__What you will do__
Copy the whole listing below verbatim, leaving out the pictures.
★ ★ ★ ★
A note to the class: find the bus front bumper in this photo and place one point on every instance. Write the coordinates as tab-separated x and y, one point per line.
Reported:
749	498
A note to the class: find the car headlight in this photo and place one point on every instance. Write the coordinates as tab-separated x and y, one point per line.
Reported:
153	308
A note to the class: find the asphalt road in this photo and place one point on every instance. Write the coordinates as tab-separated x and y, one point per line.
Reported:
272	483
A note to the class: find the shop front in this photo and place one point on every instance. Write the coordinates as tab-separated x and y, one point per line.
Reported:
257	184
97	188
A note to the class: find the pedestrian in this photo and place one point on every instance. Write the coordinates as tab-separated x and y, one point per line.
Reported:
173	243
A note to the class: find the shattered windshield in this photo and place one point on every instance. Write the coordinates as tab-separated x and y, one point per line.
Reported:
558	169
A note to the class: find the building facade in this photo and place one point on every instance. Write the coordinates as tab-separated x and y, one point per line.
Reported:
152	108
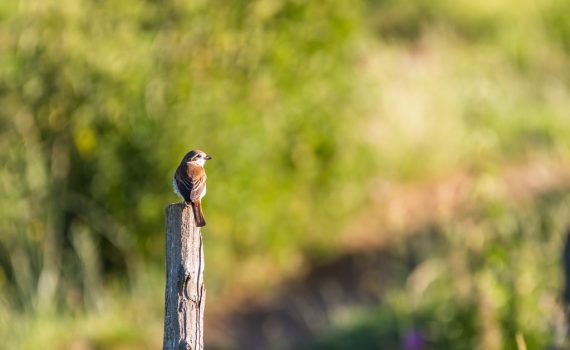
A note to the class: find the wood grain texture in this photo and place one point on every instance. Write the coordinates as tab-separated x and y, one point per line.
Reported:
185	293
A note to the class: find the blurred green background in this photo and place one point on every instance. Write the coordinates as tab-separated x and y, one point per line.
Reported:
330	124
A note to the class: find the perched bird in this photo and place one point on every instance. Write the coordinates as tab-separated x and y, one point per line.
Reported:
190	182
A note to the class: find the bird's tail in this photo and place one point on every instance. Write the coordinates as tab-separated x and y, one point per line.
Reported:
198	215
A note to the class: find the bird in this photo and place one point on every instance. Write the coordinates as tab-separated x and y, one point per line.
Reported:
190	182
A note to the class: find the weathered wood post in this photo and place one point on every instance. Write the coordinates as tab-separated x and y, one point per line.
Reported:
185	294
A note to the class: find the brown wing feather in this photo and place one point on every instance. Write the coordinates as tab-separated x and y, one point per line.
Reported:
198	178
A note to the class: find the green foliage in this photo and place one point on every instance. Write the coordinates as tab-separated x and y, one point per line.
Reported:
301	105
102	99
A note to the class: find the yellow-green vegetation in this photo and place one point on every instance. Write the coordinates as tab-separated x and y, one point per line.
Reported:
301	105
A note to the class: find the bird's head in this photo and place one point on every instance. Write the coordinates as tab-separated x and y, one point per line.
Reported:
197	156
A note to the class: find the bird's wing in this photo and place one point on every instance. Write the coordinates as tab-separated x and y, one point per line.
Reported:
198	176
183	181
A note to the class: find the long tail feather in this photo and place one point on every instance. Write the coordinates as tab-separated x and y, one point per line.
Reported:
198	215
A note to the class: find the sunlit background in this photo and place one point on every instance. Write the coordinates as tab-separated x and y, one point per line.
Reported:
386	175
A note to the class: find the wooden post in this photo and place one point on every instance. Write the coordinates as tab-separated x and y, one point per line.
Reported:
185	294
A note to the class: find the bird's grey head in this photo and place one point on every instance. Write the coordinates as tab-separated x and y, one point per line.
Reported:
197	156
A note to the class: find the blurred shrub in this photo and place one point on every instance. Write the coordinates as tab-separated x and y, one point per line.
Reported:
101	99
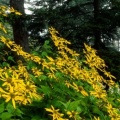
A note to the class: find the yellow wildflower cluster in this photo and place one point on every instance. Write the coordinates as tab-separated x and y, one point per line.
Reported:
55	113
17	85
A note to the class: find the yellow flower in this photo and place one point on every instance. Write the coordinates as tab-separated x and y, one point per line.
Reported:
10	95
80	89
95	118
72	114
55	113
99	93
110	109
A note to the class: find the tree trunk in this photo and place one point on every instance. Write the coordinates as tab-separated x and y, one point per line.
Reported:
97	32
19	29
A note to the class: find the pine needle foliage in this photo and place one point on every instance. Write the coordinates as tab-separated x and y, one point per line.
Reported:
60	88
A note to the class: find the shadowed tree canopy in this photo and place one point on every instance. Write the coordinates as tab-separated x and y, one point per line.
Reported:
77	20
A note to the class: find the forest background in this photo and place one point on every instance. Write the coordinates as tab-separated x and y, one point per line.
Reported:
94	22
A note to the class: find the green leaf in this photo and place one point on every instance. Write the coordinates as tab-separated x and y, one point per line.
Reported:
★ ★ ★ ★
__Result of this exercise__
A note to the class: find the bus front bumper in this photo and place one point on every instance. Write the coordinates as tab-separated x and y, one point per line.
Reported:
749	498
A note to the class: find the car headlight in this photo and place one point on every instance. Write the coordinates as tab-separated x and y, one point per line.
Reported:
153	308
A note to the class: find the asphalt road in this photo and place one point on every instance. Write the coordinates as tab-separated x and y, one point per line.
Reported:
272	483
A note to the class: find the shop front in this photo and place one point on every instance. Write the coordinates as tab-separated x and y, one point per line.
Reported:
257	184
97	188
A note to the class: find the pedestrian in this photo and place one point on every instance. Write the coordinates as tab-separated x and y, one point per line.
Reported:
173	243
A note to the class: find the shattered windshield in this photo and place one point on every instance. Write the coordinates as tab-separated x and y, one point per line.
Reported:
558	169
A note to the class: find the building facade in this photo and place one point on every instance. Write the coordinates as tab-separated x and y, one point per line.
Reported:
152	108
A note to the class: find the wood grain texture in this photo and place one point on every instance. Write the coordinates as tab-separated x and y, one point per line.
Reported:
185	293
A note to the class: find the blurred green background in this photo and place one point on every instance. Write the coordinates as tab-separated x and y, one point per line.
Reported:
330	124
A note to the class: find the perched bird in this photo and place one point on every instance. Write the coordinates as tab-separated x and y, one point per line.
Reported:
190	182
A note to the class: find the bird's tail in this photo and place one point on every instance. Write the coordinates as tab-separated x and y, one point per line.
Reported:
198	215
A note to the class: find the bird in this photo and place one point on every instance. Write the coordinates as tab-separated x and y, one point per line.
Reported:
190	182
A note to the class: find the weathered wood post in this photo and place one point on every instance. Write the coordinates as tab-separated x and y, one point per line.
Reported:
185	294
A note to the class: find the brown wing feather in this photo and place one point on every instance. Write the coordinates as tab-separated x and y, one point per line.
Reported:
198	178
A note to the class: find the green foliage in this photo and place one point on every instance. Write the coordinates as tab-separated x and y, one point per line.
Reported:
301	105
102	99
A note to the class: find the yellow-green vegetation in this photo and place one point on every instance. Write the coordinates as tab-separated x and y, one point per line.
Reported:
301	105
A note to the class: find the bird's head in this photo and place one point on every instance. Write the coordinates as tab-separated x and y, one point per line.
Reported:
197	156
A note to the class: find the bird's wing in this photo and place one point on every instance. Write the coordinates as tab-separated x and y, one point per line.
Reported:
198	176
183	181
A note to the class: find the long tail feather in this photo and place one point on every instance. Write the coordinates as tab-separated x and y, one point per line.
Reported:
198	215
A note to the class: find the sunlit background in this photo and place one point on every instance. Write the coordinates as tab-separated x and y, one point per line.
Reported:
386	175
A note to the class: find the wooden post in this photo and place one point on every instance. Write the coordinates as tab-separated x and y, one point per line.
Reported:
185	294
A note to the class: find the bird's grey head in this photo and place one point on every instance. Write the coordinates as tab-separated x and y, one point per line.
Reported:
197	156
A note to the class: find the blurred shrub in this photo and place one point on every instance. Write the coordinates as tab-separated x and y, one point per line.
Reported:
101	99
A note to the class: find the yellow wildflower cluster in this photo and place one point on every instance. Write the coordinates as tab-separated x and y, one point per line.
Reported:
55	113
17	85
A note to the class: find the yellow flower in this photo and place one point on every instance. Write the coordinates as tab-separated x and y, one point per line.
Reported:
10	95
80	89
95	118
72	114
55	113
99	93
110	109
A note to the class: find the tree trunk in this photo and place one point on every instance. Write the coordinates as tab-separated x and y, one point per line.
Reported:
97	32
19	29
A note to the class: find the pine needle foliage in this photo and place one point on every instance. Write the coordinates as tab-separated x and y, one point per line.
Reported:
60	88
A note to the class: find the shadowed tree canopy in this photo and place one point on every instance. Write the coordinates as tab-separated x and y, one point per line.
Reported:
77	20
A note to the class: find the forest background in this photo and place one point on every instance. Write the coordinates as tab-separated x and y, one point per line.
Reported:
94	22
A note to the class: find the green leaf in this photo and place one point on every instance. Write the coordinates as tab-separated x and y, one point per line.
Reported:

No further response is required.